▶ Task directions:
An exact copy of all the data is required, with pictures left out.

------------------------

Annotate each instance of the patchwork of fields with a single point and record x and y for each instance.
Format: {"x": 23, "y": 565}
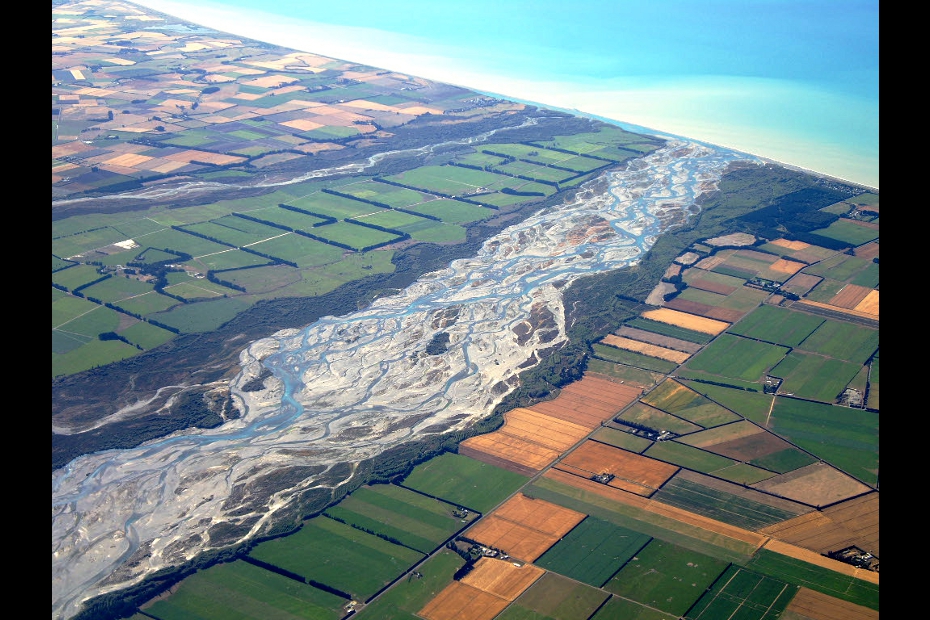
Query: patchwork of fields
{"x": 707, "y": 493}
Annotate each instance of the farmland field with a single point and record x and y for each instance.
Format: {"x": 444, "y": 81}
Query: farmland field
{"x": 740, "y": 593}
{"x": 666, "y": 576}
{"x": 414, "y": 520}
{"x": 846, "y": 438}
{"x": 631, "y": 358}
{"x": 464, "y": 481}
{"x": 777, "y": 325}
{"x": 752, "y": 405}
{"x": 339, "y": 556}
{"x": 555, "y": 597}
{"x": 813, "y": 376}
{"x": 729, "y": 503}
{"x": 670, "y": 330}
{"x": 801, "y": 573}
{"x": 593, "y": 551}
{"x": 738, "y": 358}
{"x": 241, "y": 590}
{"x": 409, "y": 595}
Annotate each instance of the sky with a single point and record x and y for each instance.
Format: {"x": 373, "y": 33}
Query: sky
{"x": 795, "y": 81}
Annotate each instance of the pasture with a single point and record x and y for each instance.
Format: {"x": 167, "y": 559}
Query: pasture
{"x": 666, "y": 576}
{"x": 752, "y": 405}
{"x": 738, "y": 358}
{"x": 410, "y": 594}
{"x": 339, "y": 556}
{"x": 813, "y": 376}
{"x": 395, "y": 513}
{"x": 555, "y": 597}
{"x": 843, "y": 341}
{"x": 801, "y": 573}
{"x": 846, "y": 438}
{"x": 777, "y": 325}
{"x": 464, "y": 481}
{"x": 740, "y": 593}
{"x": 241, "y": 590}
{"x": 687, "y": 456}
{"x": 593, "y": 551}
{"x": 657, "y": 419}
{"x": 675, "y": 398}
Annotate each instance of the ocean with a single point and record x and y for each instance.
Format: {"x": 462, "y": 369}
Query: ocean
{"x": 794, "y": 81}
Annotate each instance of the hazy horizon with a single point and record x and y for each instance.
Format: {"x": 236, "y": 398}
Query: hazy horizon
{"x": 791, "y": 81}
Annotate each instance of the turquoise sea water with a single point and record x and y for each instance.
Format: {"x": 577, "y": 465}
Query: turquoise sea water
{"x": 795, "y": 81}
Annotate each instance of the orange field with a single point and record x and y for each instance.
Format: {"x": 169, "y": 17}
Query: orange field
{"x": 869, "y": 305}
{"x": 483, "y": 593}
{"x": 786, "y": 266}
{"x": 645, "y": 348}
{"x": 542, "y": 429}
{"x": 817, "y": 606}
{"x": 498, "y": 445}
{"x": 791, "y": 245}
{"x": 589, "y": 401}
{"x": 524, "y": 528}
{"x": 592, "y": 458}
{"x": 459, "y": 601}
{"x": 688, "y": 321}
{"x": 815, "y": 485}
{"x": 853, "y": 522}
{"x": 812, "y": 557}
{"x": 529, "y": 439}
{"x": 850, "y": 296}
{"x": 517, "y": 541}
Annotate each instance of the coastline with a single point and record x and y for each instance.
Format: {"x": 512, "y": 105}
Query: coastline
{"x": 699, "y": 108}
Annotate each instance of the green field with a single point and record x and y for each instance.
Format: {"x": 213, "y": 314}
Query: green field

------------------------

▶ Full output:
Annotate each instance of the patchwork of fields with a single point and record x and y for each instance.
Format: {"x": 23, "y": 565}
Query: patchwork of fields
{"x": 707, "y": 493}
Annotate each instance of the farmland field with a single point and record x and y for each instance.
Format: {"x": 444, "y": 81}
Query: farmland field
{"x": 740, "y": 593}
{"x": 666, "y": 576}
{"x": 414, "y": 520}
{"x": 846, "y": 438}
{"x": 631, "y": 358}
{"x": 464, "y": 481}
{"x": 777, "y": 325}
{"x": 752, "y": 405}
{"x": 339, "y": 556}
{"x": 555, "y": 597}
{"x": 813, "y": 376}
{"x": 729, "y": 503}
{"x": 670, "y": 330}
{"x": 801, "y": 573}
{"x": 593, "y": 551}
{"x": 738, "y": 358}
{"x": 241, "y": 590}
{"x": 409, "y": 595}
Annotate each instance of the sky with a single point and record x and y for each instance.
Format: {"x": 373, "y": 33}
Query: sky
{"x": 795, "y": 81}
Annotate each instance of the pasture with a single point and record x and y for each instance.
Format: {"x": 167, "y": 559}
Query: pasture
{"x": 666, "y": 576}
{"x": 752, "y": 405}
{"x": 738, "y": 358}
{"x": 410, "y": 594}
{"x": 339, "y": 556}
{"x": 813, "y": 376}
{"x": 395, "y": 513}
{"x": 555, "y": 597}
{"x": 843, "y": 341}
{"x": 801, "y": 573}
{"x": 846, "y": 438}
{"x": 777, "y": 325}
{"x": 464, "y": 481}
{"x": 740, "y": 593}
{"x": 241, "y": 590}
{"x": 687, "y": 456}
{"x": 593, "y": 551}
{"x": 657, "y": 419}
{"x": 675, "y": 398}
Annotate each instance of the ocean with a single point and record x and y for each instance.
Format: {"x": 462, "y": 369}
Query: ocean
{"x": 794, "y": 81}
Annotate each instance of the hazy horizon with a single point and record x and y for each instance.
Format: {"x": 236, "y": 398}
Query: hazy horizon
{"x": 791, "y": 81}
Annotate each instance of the turquoise sea water with a single point and record x and y for each instance.
Format: {"x": 577, "y": 465}
Query: turquoise sea water
{"x": 795, "y": 81}
Annotate each instance of the orange field with a single point and record x and y for each instance.
Format: {"x": 169, "y": 17}
Query: orange field
{"x": 869, "y": 305}
{"x": 483, "y": 593}
{"x": 786, "y": 266}
{"x": 645, "y": 348}
{"x": 542, "y": 429}
{"x": 817, "y": 606}
{"x": 498, "y": 445}
{"x": 791, "y": 245}
{"x": 589, "y": 401}
{"x": 524, "y": 528}
{"x": 592, "y": 458}
{"x": 459, "y": 601}
{"x": 688, "y": 321}
{"x": 815, "y": 485}
{"x": 853, "y": 522}
{"x": 812, "y": 557}
{"x": 529, "y": 439}
{"x": 850, "y": 296}
{"x": 517, "y": 541}
Annotate each instance of the coastline with a single point and record x and y for each instance.
Format: {"x": 512, "y": 105}
Query: coastline
{"x": 699, "y": 108}
Annotate each instance of the green field with a single point and record x and y for each instance.
Format: {"x": 213, "y": 314}
Query: green field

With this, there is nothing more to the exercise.